INSTRUCTIONS TO FOLLOW: Render every line of the material below as a JSON list of strings, one string per line, with blank lines omitted. Leave the pictures out of the list.
◇ ◇ ◇ ◇
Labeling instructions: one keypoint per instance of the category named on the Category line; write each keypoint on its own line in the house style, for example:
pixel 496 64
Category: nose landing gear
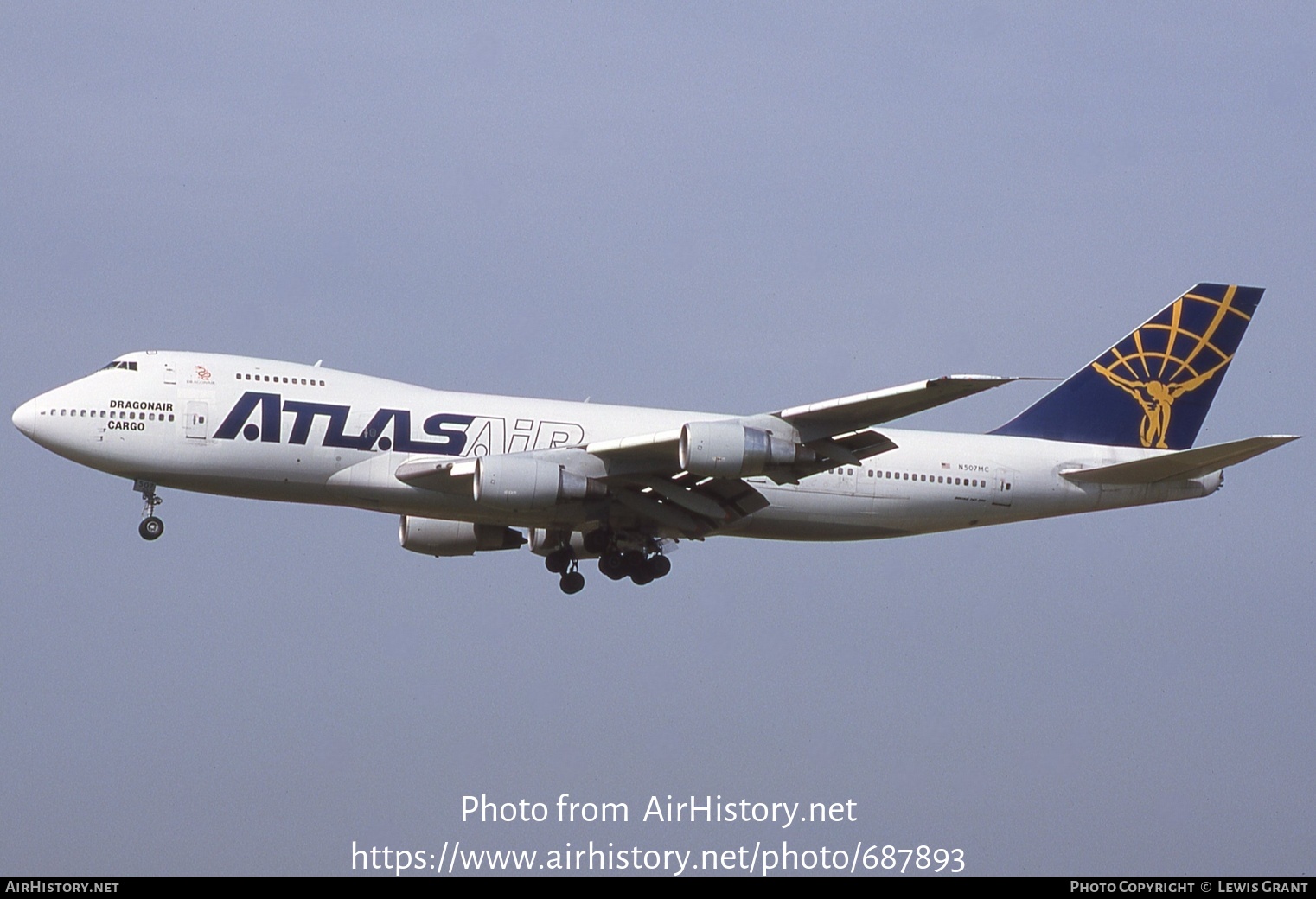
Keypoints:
pixel 151 526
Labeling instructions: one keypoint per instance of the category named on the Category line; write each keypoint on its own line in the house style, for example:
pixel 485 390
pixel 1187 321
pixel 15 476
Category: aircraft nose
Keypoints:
pixel 25 418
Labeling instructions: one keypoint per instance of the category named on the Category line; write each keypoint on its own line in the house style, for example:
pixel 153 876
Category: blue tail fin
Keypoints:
pixel 1152 388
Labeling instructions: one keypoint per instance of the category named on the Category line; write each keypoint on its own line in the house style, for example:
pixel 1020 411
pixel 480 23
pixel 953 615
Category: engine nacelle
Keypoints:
pixel 444 538
pixel 519 483
pixel 728 450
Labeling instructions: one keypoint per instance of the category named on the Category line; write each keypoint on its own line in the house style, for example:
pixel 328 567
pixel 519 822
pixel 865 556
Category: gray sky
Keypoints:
pixel 728 207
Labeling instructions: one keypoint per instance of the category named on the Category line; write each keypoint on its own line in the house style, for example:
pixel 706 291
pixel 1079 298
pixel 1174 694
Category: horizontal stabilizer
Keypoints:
pixel 1178 466
pixel 847 413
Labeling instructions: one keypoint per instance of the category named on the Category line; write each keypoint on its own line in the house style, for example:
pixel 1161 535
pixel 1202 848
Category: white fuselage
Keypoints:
pixel 332 437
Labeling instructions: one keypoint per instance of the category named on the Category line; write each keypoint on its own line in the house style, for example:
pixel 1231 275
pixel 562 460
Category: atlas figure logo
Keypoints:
pixel 449 433
pixel 1172 354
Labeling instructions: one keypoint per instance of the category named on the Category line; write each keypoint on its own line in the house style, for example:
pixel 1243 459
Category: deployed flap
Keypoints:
pixel 846 413
pixel 1184 465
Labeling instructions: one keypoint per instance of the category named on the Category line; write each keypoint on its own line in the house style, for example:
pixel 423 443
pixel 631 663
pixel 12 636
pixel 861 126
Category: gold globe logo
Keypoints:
pixel 1156 378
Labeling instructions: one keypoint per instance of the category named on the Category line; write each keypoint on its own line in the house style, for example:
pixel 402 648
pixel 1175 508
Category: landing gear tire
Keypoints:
pixel 150 528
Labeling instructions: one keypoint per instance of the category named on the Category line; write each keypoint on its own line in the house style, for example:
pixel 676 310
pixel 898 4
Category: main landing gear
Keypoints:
pixel 564 561
pixel 641 564
pixel 151 526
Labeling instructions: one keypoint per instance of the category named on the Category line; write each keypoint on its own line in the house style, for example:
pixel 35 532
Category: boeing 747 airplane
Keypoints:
pixel 469 473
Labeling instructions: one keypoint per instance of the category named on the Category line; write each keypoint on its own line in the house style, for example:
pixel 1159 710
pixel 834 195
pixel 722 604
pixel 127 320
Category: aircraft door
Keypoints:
pixel 196 422
pixel 1003 488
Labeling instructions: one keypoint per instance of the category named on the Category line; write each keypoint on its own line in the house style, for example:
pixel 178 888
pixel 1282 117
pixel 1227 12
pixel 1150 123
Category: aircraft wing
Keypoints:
pixel 650 490
pixel 836 428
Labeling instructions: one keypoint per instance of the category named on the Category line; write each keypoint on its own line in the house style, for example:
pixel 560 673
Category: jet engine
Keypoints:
◇ ◇ ◇ ◇
CORRECT OUTPUT:
[
  "Labeling instructions: one keypoint per instance of the category named on the Category line; write each keypoint on its own line in the house style, for example:",
  "pixel 496 64",
  "Category: nose landing gear",
  "Keypoints:",
  "pixel 151 526",
  "Labeling instructions: one keypoint per instance of the category named on the Category line; write each keypoint on its own line in the house style, for example:",
  "pixel 485 390",
  "pixel 1187 321",
  "pixel 15 476",
  "Category: aircraft nose",
  "Keypoints:",
  "pixel 25 418",
  "Labeling instructions: one keypoint per instance of the category named on the Category line; write each keypoint on its own line in the house style, for example:",
  "pixel 153 876",
  "Category: blue tail fin",
  "Keypoints:",
  "pixel 1152 388",
  "Labeling instructions: one keypoint per instance of the category named on the Category line; write each keypoint on its own line in the house style, for example:",
  "pixel 1020 411",
  "pixel 480 23",
  "pixel 953 615",
  "Category: engine nacelle",
  "Keypoints:",
  "pixel 444 538",
  "pixel 519 483",
  "pixel 728 450",
  "Labeling instructions: one keypoint per instance of the category named on the Category line; write each keypoint on its own line in the house style, for example:",
  "pixel 328 567",
  "pixel 519 822",
  "pixel 865 556",
  "Category: gray sky",
  "Keypoints:",
  "pixel 728 207",
  "Labeling instructions: one keypoint per instance of the category named on the Category line; write each keypoint on its own line in the house style, for example:",
  "pixel 706 291",
  "pixel 1079 298",
  "pixel 1174 694",
  "Category: horizontal stabilizer",
  "Keypoints:",
  "pixel 1178 466",
  "pixel 847 413",
  "Labeling instructions: one keypoint per instance of the category named on the Category line; write each keypoint on its own line in the house style, for example:",
  "pixel 1161 535",
  "pixel 1202 848",
  "Category: white fuselage",
  "Keypoints:",
  "pixel 332 437",
  "Labeling instructions: one keypoint per instance of the category named on the Category line; write each keypoint on its own line in the house style, for example:",
  "pixel 1231 275",
  "pixel 562 460",
  "Category: atlas figure logo",
  "Keypoints:",
  "pixel 449 433",
  "pixel 1172 354",
  "Labeling instructions: one keypoint per instance of the category named on the Category line; write each keypoint on its own line in the house style, for example:",
  "pixel 1243 459",
  "Category: deployed flap",
  "Keypoints:",
  "pixel 846 413",
  "pixel 1184 465",
  "Labeling instructions: one keypoint per instance of the category named on the Category line; write each keypoint on its own line in the house style, for example:",
  "pixel 423 443",
  "pixel 631 663",
  "pixel 12 636",
  "pixel 861 126",
  "Category: gold globe logo",
  "Keypoints:",
  "pixel 1156 378",
  "Labeling instructions: one keypoint per instance of the category named on the Category line; write each keypoint on its own line in the house style, for example:",
  "pixel 402 648",
  "pixel 1175 508",
  "Category: landing gear tire",
  "Keypoints:",
  "pixel 150 528",
  "Labeling instructions: one keypoint per instance of the category named on the Category line; write each keypoint on its own line in the house style, for example:",
  "pixel 676 310",
  "pixel 898 4",
  "Category: main landing gear",
  "Keypoints:",
  "pixel 564 561",
  "pixel 641 564",
  "pixel 151 526",
  "Labeling instructions: one keypoint per instance of the category named on the Category line; write each keypoint on its own line in the house style, for example:",
  "pixel 35 532",
  "Category: boeing 747 airplane",
  "Keypoints:",
  "pixel 469 473",
  "Labeling instructions: one keypoint per instance of the category named on the Category line; write each keypoint on its own line in the house style, for example:",
  "pixel 1159 710",
  "pixel 834 195",
  "pixel 722 604",
  "pixel 127 320",
  "Category: aircraft door",
  "Keypoints:",
  "pixel 196 422",
  "pixel 1003 488",
  "Labeling instructions: one keypoint per instance of the category named on the Category line; write each keypoint on its own line in the house style, for example:",
  "pixel 178 888",
  "pixel 1282 117",
  "pixel 1227 12",
  "pixel 1150 123",
  "Category: aircraft wing",
  "Keypoints:",
  "pixel 650 490",
  "pixel 836 428",
  "Labeling instructions: one keypoint per instance of the category named on the Category line; write each keypoint on its own line in the house style, for example:",
  "pixel 560 673",
  "Category: jet engine",
  "Keypoints:"
]